Description of the task -> Report every line of the material that contains the string "pink".
'''
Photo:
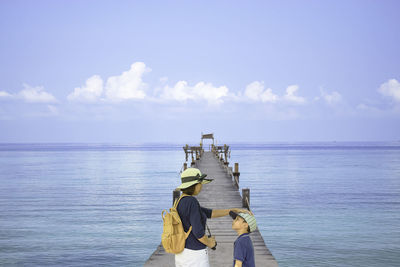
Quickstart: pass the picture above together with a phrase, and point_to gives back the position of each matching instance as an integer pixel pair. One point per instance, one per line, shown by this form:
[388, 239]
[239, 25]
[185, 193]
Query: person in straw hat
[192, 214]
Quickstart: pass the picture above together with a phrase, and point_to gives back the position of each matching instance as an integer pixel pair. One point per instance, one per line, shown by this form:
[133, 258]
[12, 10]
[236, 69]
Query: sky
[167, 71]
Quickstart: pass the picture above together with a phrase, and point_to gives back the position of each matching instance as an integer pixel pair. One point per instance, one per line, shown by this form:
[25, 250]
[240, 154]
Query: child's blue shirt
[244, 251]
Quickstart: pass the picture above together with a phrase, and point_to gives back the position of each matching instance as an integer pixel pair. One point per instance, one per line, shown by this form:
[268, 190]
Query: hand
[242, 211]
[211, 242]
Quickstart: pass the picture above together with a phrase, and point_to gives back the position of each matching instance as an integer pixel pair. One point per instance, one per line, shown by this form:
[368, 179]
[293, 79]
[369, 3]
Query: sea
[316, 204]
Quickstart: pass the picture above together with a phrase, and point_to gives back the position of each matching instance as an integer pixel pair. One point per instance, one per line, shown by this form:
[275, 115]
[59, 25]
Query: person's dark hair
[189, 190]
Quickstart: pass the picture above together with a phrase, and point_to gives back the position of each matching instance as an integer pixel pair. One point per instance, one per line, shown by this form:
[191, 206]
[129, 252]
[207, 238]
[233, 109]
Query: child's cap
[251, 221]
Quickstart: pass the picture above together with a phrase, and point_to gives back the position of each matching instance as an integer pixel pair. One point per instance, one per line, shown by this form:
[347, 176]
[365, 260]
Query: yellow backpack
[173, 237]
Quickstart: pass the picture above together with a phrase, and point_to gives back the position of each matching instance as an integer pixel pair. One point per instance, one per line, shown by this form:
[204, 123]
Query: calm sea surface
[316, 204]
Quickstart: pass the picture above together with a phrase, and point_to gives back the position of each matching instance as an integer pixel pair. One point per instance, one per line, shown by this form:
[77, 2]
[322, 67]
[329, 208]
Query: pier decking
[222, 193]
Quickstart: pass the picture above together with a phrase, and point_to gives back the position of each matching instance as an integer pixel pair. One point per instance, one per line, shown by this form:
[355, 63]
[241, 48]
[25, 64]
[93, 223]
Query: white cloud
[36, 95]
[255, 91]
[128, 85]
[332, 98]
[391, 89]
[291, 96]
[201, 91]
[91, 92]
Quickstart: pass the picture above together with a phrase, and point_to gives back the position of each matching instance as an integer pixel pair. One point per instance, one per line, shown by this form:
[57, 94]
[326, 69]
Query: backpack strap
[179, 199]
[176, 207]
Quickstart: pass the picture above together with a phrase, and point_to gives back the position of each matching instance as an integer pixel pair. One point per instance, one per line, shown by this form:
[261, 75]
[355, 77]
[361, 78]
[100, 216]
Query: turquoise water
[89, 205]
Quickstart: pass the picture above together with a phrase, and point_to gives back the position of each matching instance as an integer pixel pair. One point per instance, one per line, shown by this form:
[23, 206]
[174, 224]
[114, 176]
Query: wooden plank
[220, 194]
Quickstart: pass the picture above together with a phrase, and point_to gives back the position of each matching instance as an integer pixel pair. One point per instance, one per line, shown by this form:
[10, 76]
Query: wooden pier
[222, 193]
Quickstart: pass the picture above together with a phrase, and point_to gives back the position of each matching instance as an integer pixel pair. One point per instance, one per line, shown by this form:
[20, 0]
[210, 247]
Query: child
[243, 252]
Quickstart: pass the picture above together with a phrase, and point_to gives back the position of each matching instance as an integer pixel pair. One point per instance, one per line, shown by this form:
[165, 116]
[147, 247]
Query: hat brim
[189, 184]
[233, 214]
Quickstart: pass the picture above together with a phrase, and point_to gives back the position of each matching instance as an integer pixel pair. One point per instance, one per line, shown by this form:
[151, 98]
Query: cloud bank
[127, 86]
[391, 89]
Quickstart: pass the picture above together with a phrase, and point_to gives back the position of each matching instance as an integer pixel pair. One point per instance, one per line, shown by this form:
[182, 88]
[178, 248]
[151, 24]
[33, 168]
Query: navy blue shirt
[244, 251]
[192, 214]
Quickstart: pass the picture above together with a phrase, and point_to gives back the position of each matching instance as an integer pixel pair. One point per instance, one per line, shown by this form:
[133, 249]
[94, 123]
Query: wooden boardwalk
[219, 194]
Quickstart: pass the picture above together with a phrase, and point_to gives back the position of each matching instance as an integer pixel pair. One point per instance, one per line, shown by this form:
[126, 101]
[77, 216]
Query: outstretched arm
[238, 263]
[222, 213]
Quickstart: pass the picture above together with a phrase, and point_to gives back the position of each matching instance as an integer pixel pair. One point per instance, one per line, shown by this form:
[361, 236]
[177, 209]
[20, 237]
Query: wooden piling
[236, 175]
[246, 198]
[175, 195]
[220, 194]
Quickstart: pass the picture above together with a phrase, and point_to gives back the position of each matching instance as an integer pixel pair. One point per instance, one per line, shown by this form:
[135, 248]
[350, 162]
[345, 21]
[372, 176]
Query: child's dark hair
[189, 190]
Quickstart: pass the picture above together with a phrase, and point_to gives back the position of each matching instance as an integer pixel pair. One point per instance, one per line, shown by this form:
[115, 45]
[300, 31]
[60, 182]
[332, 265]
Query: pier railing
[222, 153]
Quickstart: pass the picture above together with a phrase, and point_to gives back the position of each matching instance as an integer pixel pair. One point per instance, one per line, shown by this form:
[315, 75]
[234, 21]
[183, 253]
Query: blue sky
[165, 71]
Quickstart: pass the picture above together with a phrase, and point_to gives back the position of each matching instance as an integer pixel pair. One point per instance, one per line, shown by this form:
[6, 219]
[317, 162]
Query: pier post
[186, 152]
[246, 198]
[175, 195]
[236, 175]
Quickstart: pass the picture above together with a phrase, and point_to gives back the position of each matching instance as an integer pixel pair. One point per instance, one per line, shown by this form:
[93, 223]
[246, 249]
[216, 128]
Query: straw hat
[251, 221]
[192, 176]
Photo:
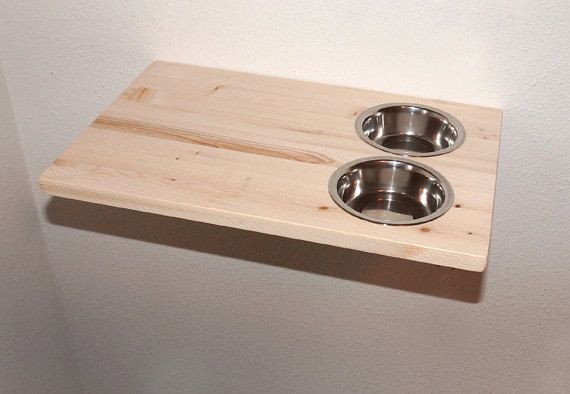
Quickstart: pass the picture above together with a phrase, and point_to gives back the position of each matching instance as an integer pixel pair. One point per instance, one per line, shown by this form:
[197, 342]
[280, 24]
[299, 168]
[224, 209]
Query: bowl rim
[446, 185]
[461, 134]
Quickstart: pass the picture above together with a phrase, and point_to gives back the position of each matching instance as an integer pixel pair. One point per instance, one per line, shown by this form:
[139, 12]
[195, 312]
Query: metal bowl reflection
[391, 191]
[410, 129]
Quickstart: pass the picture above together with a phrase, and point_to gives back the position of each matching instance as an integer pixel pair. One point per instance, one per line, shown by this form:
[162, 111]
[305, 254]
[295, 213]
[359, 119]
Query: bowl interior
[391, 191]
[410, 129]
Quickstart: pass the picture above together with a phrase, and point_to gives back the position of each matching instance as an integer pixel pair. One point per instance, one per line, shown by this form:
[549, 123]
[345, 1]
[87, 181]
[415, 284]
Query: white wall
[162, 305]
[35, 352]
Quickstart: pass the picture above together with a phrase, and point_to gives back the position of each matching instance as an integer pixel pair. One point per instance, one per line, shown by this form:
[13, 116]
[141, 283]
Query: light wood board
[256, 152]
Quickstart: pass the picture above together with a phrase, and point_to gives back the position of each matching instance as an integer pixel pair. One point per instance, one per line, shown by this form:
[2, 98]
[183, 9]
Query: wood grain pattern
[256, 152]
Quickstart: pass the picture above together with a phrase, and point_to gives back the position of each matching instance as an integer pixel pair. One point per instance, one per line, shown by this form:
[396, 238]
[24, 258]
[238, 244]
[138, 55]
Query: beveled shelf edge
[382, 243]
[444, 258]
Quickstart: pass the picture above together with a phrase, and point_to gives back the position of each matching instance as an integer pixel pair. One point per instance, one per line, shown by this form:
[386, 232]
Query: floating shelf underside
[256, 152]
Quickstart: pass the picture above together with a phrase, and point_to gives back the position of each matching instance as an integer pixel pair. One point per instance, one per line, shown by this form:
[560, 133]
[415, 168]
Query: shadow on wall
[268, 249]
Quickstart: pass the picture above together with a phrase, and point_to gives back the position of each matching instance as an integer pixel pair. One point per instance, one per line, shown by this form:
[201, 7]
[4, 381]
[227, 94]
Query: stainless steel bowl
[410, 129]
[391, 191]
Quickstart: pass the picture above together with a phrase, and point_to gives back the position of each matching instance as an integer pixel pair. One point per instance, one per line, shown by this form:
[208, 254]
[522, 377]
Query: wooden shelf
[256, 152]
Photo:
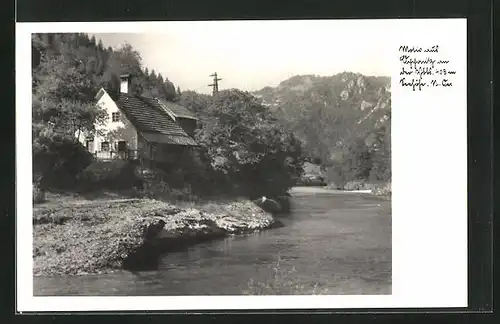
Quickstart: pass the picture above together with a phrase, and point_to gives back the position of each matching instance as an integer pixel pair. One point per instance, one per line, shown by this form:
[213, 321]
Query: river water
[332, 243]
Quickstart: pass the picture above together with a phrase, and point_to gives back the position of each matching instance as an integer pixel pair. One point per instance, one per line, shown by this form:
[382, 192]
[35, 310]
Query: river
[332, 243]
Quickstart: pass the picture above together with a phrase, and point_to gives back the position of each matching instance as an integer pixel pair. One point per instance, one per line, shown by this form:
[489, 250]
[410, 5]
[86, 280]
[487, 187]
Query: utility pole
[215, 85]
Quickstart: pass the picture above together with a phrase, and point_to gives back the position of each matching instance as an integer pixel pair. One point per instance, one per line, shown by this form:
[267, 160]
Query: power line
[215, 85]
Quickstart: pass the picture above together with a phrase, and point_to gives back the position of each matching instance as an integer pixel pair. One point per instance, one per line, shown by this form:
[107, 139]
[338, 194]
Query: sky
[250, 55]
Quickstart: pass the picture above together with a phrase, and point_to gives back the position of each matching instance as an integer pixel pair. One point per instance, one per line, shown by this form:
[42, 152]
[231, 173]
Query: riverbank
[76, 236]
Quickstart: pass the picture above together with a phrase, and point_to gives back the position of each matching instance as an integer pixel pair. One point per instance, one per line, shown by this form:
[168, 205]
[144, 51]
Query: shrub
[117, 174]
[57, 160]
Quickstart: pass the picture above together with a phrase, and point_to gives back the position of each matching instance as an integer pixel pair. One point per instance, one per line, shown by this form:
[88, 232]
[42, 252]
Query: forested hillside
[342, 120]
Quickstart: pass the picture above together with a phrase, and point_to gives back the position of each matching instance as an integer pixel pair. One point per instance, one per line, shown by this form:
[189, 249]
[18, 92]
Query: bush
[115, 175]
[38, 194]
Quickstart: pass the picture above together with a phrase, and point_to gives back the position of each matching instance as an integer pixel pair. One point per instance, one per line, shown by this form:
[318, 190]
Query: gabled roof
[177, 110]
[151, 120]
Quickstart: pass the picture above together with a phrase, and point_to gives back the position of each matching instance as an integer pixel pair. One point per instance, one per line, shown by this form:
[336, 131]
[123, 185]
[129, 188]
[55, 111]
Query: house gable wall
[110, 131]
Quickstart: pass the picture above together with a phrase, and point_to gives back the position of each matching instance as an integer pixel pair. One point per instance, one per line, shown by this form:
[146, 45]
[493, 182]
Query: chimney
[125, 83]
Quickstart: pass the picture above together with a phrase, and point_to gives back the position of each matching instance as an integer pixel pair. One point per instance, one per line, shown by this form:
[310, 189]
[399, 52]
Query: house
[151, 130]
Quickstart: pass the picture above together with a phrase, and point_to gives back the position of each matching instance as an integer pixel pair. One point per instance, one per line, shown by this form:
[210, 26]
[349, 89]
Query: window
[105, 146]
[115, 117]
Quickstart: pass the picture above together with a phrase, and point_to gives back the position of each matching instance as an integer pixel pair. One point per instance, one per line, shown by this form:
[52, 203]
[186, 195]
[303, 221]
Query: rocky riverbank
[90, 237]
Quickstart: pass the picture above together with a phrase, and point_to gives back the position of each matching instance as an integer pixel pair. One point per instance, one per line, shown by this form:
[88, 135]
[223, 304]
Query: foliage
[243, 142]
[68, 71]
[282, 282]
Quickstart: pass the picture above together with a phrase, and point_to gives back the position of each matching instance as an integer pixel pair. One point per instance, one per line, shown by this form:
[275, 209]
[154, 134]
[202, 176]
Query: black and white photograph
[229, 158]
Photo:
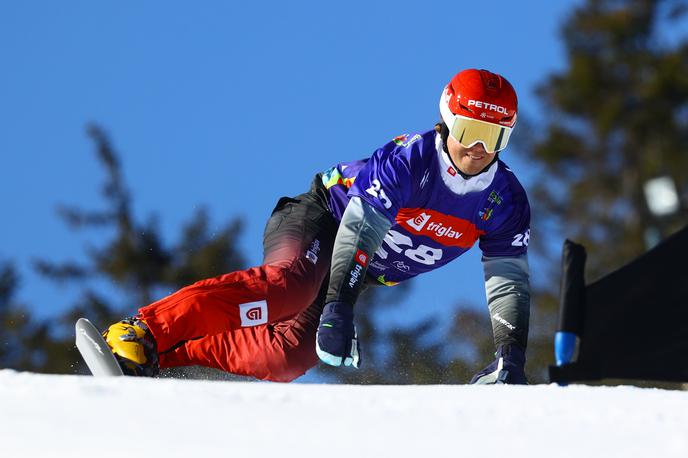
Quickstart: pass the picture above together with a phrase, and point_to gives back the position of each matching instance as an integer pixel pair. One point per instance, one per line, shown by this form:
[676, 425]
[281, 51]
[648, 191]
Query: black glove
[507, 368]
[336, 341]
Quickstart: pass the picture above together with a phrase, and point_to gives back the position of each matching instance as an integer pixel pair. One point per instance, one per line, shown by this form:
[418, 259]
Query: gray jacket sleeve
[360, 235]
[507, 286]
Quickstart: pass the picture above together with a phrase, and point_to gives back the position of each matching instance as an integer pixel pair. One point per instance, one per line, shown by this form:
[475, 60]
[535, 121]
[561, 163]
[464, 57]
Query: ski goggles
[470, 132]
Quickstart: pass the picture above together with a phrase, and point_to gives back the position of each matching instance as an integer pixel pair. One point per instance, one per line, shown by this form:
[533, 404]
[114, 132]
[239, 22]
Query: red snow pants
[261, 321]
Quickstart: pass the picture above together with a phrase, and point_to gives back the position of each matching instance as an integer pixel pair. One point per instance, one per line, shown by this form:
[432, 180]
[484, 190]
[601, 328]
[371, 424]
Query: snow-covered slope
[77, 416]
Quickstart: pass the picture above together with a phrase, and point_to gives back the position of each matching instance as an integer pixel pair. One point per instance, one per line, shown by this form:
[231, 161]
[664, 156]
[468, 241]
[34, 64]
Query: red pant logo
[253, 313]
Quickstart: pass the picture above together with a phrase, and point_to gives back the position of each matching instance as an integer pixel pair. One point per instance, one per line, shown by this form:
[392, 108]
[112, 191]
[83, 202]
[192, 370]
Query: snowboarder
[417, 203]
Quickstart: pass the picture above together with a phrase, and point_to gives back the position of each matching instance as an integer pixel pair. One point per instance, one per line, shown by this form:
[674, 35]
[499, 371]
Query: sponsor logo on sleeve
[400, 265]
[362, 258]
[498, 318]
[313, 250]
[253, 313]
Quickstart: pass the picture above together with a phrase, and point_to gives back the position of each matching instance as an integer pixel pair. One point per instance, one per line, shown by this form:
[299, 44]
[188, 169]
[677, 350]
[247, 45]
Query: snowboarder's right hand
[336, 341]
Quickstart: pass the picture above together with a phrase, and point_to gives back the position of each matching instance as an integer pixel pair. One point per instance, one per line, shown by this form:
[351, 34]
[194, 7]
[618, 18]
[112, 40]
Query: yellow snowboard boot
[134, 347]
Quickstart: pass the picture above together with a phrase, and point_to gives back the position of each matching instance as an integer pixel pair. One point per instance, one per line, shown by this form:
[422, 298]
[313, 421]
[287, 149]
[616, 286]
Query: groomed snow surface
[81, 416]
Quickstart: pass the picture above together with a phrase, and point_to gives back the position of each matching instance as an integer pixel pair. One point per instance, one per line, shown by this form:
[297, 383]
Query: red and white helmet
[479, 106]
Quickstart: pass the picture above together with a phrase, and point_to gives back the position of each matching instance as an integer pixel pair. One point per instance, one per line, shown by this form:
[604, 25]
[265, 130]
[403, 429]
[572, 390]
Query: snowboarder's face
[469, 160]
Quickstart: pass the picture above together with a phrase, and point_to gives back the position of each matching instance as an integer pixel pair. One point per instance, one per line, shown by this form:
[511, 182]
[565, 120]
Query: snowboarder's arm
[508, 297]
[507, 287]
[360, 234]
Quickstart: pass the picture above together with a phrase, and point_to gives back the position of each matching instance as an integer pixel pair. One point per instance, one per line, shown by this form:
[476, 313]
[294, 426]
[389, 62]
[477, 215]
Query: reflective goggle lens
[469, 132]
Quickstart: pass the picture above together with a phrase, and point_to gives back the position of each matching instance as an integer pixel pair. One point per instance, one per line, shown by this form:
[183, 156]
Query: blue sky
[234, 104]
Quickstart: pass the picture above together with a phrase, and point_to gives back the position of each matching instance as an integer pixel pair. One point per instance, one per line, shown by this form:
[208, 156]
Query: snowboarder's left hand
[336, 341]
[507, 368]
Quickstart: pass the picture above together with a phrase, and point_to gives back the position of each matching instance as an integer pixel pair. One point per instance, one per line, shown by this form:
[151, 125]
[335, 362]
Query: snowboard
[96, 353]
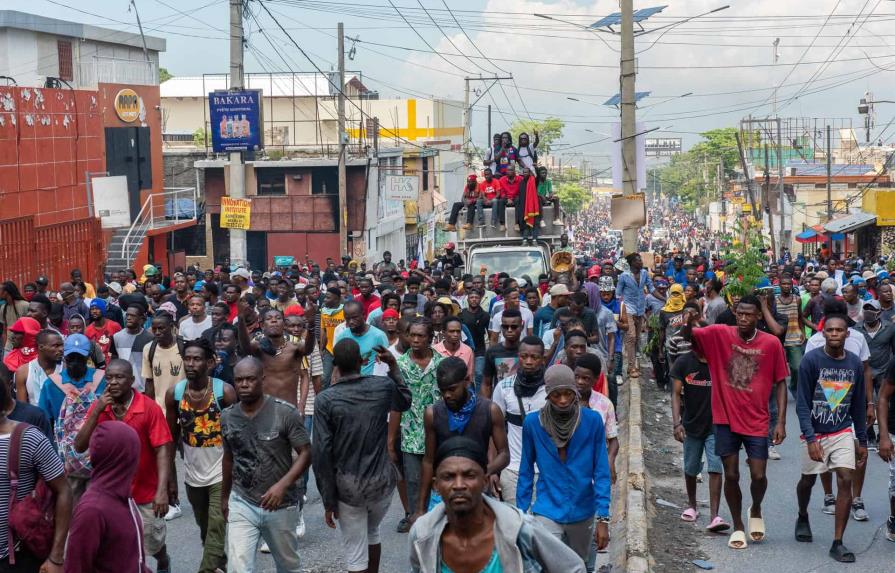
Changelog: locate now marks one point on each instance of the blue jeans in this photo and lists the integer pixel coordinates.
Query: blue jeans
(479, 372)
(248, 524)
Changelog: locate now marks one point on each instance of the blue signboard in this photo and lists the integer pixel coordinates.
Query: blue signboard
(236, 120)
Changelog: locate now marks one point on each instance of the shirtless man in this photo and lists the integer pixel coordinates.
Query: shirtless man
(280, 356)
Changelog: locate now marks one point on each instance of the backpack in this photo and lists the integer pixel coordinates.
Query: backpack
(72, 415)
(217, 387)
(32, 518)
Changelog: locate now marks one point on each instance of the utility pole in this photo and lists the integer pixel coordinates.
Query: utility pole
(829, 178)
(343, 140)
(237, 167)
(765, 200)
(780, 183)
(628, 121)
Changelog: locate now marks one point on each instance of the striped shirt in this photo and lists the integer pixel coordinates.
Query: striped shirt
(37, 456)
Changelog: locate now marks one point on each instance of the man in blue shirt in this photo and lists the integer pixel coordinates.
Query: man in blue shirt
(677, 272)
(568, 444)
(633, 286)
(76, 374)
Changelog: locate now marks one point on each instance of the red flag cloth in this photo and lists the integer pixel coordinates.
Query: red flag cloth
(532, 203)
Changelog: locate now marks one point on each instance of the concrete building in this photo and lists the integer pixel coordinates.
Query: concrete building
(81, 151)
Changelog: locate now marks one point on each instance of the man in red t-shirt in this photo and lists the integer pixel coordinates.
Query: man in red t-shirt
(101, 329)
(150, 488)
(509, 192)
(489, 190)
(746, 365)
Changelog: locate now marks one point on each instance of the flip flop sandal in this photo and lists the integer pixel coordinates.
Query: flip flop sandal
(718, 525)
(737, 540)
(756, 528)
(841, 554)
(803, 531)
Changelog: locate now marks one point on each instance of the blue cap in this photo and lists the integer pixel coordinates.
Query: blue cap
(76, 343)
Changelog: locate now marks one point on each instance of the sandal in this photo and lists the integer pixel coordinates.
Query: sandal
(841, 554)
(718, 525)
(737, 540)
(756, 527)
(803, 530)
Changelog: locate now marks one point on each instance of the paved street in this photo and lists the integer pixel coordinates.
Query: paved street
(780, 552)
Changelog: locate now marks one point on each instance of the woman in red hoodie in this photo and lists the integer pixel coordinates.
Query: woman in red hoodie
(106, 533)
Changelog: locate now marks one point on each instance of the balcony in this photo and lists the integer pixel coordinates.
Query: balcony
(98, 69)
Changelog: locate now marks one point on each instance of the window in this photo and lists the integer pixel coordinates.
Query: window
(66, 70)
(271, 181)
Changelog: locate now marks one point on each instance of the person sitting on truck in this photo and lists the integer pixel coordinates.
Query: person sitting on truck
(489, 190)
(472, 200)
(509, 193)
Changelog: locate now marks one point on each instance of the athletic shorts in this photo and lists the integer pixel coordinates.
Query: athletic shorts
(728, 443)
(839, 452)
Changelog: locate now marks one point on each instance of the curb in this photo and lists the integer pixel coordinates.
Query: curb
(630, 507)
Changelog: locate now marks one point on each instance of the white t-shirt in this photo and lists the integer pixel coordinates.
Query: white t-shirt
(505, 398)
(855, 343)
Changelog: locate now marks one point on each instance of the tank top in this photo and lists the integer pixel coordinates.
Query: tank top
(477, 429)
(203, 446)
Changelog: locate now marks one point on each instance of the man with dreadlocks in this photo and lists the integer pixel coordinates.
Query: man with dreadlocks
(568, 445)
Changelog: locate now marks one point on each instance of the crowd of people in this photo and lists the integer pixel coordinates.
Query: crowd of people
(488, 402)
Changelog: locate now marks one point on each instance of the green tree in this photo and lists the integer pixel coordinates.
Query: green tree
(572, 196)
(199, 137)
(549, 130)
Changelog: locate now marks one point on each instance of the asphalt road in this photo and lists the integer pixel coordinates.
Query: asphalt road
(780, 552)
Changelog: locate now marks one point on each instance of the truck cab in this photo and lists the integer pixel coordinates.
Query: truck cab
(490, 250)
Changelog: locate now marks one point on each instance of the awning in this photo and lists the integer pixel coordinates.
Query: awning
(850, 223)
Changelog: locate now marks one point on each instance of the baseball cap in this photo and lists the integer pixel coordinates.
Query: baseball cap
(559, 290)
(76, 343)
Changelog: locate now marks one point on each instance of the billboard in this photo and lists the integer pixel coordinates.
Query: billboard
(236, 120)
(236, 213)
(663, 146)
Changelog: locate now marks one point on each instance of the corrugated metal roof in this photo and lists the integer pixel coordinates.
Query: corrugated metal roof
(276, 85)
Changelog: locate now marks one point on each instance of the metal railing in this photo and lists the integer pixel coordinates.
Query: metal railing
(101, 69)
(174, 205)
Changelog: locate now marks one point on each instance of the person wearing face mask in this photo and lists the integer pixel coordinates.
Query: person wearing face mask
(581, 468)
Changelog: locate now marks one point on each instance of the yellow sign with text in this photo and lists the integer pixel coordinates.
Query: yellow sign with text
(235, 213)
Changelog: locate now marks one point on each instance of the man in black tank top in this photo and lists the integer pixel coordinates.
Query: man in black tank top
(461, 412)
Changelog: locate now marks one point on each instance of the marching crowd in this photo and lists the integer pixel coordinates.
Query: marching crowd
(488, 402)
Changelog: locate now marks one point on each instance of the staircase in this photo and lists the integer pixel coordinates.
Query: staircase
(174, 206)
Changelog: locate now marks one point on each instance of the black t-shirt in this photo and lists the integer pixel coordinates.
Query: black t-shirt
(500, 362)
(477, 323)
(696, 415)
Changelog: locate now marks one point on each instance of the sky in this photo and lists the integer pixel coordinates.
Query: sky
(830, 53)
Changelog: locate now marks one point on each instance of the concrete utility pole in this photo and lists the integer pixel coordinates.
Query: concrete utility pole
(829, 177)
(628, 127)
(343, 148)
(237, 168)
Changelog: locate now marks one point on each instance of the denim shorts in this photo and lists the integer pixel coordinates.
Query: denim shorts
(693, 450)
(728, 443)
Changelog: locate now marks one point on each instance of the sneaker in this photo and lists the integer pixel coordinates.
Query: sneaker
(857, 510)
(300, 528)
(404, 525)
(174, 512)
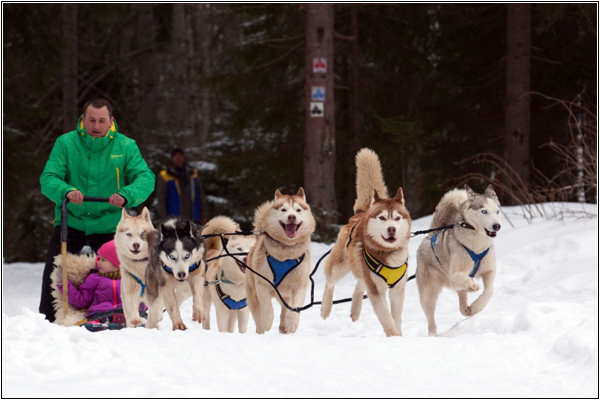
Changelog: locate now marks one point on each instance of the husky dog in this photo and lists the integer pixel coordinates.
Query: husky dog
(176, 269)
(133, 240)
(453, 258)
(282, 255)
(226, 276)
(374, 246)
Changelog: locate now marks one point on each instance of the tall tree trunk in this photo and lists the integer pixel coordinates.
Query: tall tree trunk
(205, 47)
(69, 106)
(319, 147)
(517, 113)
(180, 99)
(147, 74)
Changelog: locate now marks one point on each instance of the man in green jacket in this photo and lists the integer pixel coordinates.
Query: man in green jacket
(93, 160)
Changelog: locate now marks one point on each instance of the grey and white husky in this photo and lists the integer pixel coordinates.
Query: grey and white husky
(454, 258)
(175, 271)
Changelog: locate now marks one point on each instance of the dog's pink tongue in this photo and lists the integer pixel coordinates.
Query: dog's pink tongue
'''
Completed exercise ->
Changelog: locate now marks one point on each instance of the dog's pink tongue in this photo and lists the integer pixel coordinates.
Query: dog's pink tongue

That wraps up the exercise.